The biggest thing that seems to define the magical girl genre are young, female lead characters with some kind of magical power (duh).  Sometimes it involves a transformation, sometimes it doesn’t.  There’s usually a romantic subplot, but not necessarily (like, 98% of the time).  The main lead will often have a power related to healing of purification, but again not in every case.  For every rule there is an exception and for every exception there is a rule.

So, what did I think of all of it?  Well, let’s set the parameters, first.  During this dive into magical girl territory, I mainly read them in manga form with a few anime sprinkled in.  The titles I read were Wedding Peach, Tokyo Mew Mew, Magic Knight Rayearth, Pichi Pichi Pitch Mermaid Melody, Phantom Thief Jeanne, Shugo Chara and Cardcaptor Sakura.  The anime I watched were Sailor Moon, Princess Tutu and the original Pretty Cure.

MATERIAL SHOWN

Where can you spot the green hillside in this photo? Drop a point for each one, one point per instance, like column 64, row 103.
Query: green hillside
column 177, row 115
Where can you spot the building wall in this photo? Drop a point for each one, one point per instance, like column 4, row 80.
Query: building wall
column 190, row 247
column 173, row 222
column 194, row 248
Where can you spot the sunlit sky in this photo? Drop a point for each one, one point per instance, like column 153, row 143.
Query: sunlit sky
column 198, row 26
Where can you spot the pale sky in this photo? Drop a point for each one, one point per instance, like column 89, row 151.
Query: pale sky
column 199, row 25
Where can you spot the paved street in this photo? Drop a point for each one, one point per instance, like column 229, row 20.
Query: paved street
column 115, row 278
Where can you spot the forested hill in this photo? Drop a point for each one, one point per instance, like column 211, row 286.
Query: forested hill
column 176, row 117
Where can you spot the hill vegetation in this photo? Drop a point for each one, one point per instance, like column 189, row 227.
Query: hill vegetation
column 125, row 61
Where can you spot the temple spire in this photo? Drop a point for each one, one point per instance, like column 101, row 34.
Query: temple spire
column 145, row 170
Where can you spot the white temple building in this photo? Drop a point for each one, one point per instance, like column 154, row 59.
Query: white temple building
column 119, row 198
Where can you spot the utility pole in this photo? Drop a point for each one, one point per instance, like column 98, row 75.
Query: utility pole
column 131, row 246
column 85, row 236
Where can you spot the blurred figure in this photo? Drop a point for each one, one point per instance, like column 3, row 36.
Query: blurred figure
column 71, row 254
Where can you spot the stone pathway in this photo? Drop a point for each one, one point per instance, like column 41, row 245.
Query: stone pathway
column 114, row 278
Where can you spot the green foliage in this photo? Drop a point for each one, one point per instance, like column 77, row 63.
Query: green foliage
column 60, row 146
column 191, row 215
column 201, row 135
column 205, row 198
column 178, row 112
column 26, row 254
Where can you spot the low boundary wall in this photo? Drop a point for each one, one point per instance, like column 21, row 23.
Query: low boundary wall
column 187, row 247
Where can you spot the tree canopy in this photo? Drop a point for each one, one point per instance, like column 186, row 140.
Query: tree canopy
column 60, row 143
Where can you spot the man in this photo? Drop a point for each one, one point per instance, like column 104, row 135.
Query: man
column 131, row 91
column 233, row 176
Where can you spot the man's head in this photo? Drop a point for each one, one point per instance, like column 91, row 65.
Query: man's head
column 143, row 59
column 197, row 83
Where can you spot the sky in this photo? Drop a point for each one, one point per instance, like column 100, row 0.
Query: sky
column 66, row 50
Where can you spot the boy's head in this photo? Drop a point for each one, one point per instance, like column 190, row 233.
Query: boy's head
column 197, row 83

EXERCISE PROMPT
Return the full text on the magical girl genre verbatim, with every word, punctuation mark and paragraph break unchanged.

OUTPUT BELOW
The biggest thing that seems to define the magical girl genre are young, female lead characters with some kind of magical power (duh).  Sometimes it involves a transformation, sometimes it doesn’t.  There’s usually a romantic subplot, but not necessarily (like, 98% of the time).  The main lead will often have a power related to healing of purification, but again not in every case.  For every rule there is an exception and for every exception there is a rule.

So, what did I think of all of it?  Well, let’s set the parameters, first.  During this dive into magical girl territory, I mainly read them in manga form with a few anime sprinkled in.  The titles I read were Wedding Peach, Tokyo Mew Mew, Magic Knight Rayearth, Pichi Pichi Pitch Mermaid Melody, Phantom Thief Jeanne, Shugo Chara and Cardcaptor Sakura.  The anime I watched were Sailor Moon, Princess Tutu and the original Pretty Cure.